▶ **Exercise requirements**:
Give back exactly the lines of the data below, starting with the line that has "The component shall return one point per instance of the brown" and going on through the line that has "Target: blue sky".

⁂

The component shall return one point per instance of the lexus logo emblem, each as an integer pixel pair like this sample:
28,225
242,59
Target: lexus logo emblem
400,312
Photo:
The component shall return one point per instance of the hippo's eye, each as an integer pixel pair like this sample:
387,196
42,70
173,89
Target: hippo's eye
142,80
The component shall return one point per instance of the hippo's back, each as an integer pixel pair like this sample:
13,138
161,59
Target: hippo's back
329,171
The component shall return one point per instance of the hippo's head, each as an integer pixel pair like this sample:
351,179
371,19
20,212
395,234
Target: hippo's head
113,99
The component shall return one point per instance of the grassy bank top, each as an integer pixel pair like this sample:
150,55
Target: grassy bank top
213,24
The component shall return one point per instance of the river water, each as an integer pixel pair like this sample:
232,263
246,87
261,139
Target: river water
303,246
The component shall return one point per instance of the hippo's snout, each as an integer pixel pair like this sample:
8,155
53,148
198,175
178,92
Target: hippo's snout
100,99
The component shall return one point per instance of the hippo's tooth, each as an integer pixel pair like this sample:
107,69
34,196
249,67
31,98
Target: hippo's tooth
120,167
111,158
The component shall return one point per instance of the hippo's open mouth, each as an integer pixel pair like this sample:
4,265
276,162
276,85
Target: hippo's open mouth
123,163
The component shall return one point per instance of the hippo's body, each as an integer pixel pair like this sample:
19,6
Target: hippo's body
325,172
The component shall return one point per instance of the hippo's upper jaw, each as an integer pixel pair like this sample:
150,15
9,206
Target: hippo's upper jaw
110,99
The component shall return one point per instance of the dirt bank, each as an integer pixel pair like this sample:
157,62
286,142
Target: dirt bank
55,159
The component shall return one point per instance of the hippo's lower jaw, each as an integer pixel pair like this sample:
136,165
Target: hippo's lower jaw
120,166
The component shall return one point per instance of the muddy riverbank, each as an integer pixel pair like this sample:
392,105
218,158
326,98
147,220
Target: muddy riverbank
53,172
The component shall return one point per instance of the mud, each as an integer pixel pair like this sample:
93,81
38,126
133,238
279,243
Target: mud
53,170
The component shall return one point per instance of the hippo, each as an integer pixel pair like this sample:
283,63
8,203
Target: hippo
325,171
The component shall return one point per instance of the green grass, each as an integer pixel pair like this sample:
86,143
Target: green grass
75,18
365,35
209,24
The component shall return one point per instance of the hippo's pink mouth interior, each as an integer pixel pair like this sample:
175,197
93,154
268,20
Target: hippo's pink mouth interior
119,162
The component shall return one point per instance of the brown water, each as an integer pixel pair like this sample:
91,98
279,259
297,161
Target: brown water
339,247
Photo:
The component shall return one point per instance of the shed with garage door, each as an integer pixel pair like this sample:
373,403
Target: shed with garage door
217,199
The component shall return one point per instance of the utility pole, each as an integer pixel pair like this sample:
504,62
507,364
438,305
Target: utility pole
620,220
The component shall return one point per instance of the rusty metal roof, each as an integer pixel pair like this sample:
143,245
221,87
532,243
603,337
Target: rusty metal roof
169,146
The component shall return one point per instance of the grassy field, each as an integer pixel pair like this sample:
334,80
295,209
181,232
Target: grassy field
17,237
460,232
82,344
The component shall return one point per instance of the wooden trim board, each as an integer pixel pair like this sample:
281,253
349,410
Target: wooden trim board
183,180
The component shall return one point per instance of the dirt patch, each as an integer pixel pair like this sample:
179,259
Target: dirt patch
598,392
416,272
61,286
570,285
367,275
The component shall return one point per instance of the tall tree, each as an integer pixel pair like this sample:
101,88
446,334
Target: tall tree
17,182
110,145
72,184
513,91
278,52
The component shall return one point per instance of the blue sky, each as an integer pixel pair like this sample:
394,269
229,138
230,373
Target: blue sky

⁂

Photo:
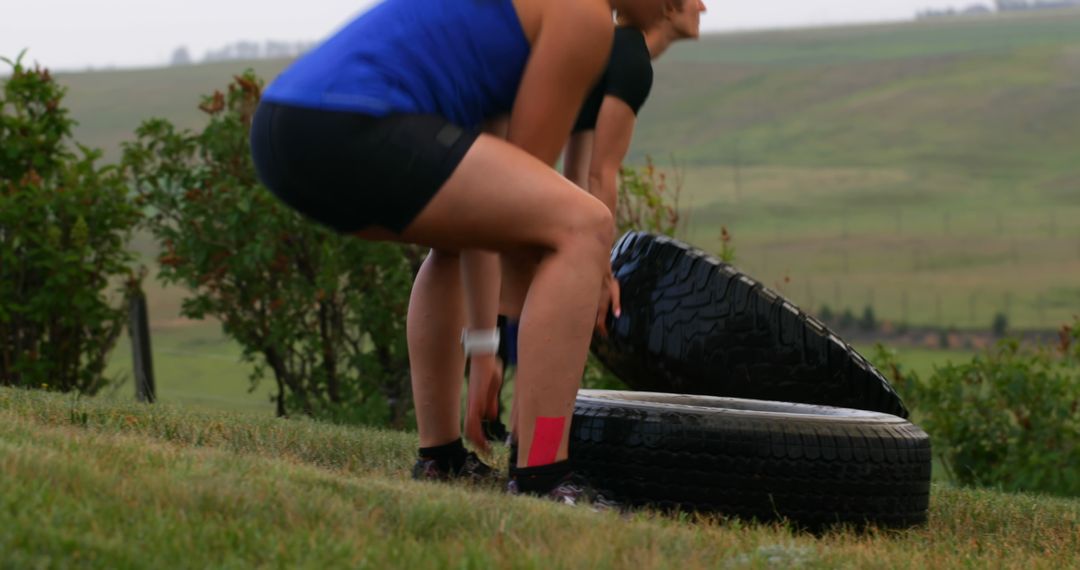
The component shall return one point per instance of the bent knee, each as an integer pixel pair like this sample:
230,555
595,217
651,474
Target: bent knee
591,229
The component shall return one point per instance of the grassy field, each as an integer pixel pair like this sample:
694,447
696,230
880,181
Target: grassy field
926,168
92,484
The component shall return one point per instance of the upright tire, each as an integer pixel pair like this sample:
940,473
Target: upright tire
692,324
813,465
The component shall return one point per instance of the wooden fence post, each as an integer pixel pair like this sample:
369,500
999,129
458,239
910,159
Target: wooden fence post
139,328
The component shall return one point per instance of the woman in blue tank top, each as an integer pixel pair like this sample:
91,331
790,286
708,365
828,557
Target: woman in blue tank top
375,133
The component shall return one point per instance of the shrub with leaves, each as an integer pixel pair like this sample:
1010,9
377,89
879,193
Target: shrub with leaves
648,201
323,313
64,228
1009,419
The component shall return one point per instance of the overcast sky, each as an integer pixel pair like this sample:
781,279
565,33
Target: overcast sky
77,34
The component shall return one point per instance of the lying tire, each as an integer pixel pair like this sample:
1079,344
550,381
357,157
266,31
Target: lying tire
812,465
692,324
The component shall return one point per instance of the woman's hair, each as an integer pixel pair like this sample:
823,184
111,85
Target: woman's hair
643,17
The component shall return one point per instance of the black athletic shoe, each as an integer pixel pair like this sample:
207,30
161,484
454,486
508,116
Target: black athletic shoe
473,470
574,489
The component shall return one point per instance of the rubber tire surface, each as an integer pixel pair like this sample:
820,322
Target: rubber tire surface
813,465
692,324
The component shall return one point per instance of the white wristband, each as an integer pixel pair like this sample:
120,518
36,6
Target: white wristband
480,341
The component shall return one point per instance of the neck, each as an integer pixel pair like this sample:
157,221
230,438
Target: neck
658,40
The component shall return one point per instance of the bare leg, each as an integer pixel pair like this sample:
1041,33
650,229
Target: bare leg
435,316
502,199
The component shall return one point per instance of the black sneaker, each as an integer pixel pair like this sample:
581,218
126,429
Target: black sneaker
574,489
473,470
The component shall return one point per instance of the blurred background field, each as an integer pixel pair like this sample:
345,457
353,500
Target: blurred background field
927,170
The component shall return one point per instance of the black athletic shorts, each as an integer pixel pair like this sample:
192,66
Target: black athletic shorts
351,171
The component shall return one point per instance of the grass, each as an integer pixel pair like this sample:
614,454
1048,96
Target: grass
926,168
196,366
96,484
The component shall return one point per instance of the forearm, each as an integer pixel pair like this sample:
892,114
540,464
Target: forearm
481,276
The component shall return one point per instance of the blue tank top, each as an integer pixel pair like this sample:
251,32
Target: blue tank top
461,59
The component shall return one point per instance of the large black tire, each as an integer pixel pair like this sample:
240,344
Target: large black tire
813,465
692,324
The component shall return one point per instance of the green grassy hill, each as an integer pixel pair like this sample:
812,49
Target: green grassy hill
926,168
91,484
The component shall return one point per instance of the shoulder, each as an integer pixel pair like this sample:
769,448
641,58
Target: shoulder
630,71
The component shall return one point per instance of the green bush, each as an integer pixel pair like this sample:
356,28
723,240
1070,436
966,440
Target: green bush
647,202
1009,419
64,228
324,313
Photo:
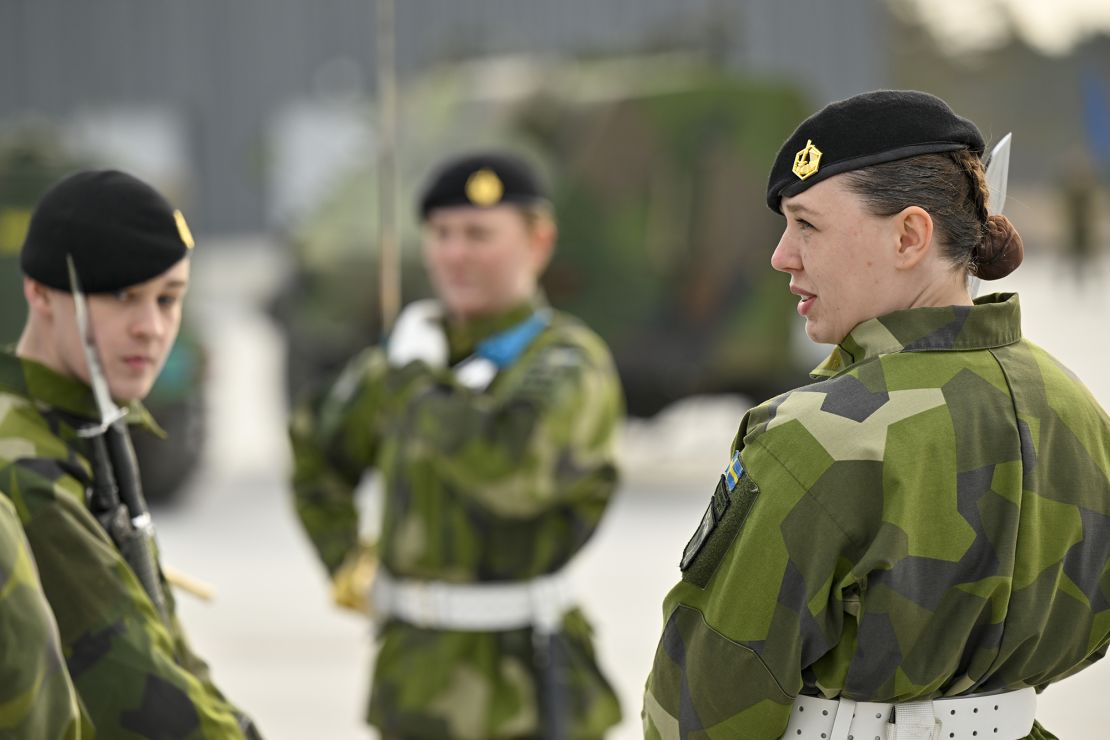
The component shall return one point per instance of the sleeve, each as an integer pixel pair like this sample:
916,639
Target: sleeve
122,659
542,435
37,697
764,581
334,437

⁂

▶ **Answer to the exercise**:
The component shall return one point per instance of the brown water, each as an integer pixel pair like this sample:
91,98
279,259
297,161
Target: brown water
339,247
Photo:
The component shall return one point per instance of the shed with garage door, each as an integer pixel pair like this sample:
373,403
Target: shed with garage door
217,199
The component shall return one point per instance of the utility pole, each as an integer pixel pair like this sample:
504,62
507,364
438,305
Target: utility pole
620,220
The component shall return one point per instance of the rusty metal roof, each as an integer pixel pair like this sample:
143,245
221,87
532,243
603,337
Target: rusty metal roof
169,146
The component shall return one point per instance of the grassy field, each as an integer pixel pair like this sample:
334,80
295,209
181,232
Target: grassy field
17,237
460,232
82,344
The component shall return one point per instance of the wooden trim board, each as an integer pixel pair like this sample:
281,253
349,410
Target: wooden trim board
183,180
The component shall return one point per instance of the dirt patch, each as an integer pixel pair like this sample:
179,259
Target: dirt patch
598,392
416,272
61,286
570,285
367,275
The component shall return one point per instance of the tall tree, each as an integer pixel pair like this sample:
101,88
446,334
Target: tall tree
17,182
110,145
72,184
513,91
278,52
The component shall return one point per instance of the blue sky, each as an integer pixel pair like this sample:
394,269
229,138
230,373
Target: blue sky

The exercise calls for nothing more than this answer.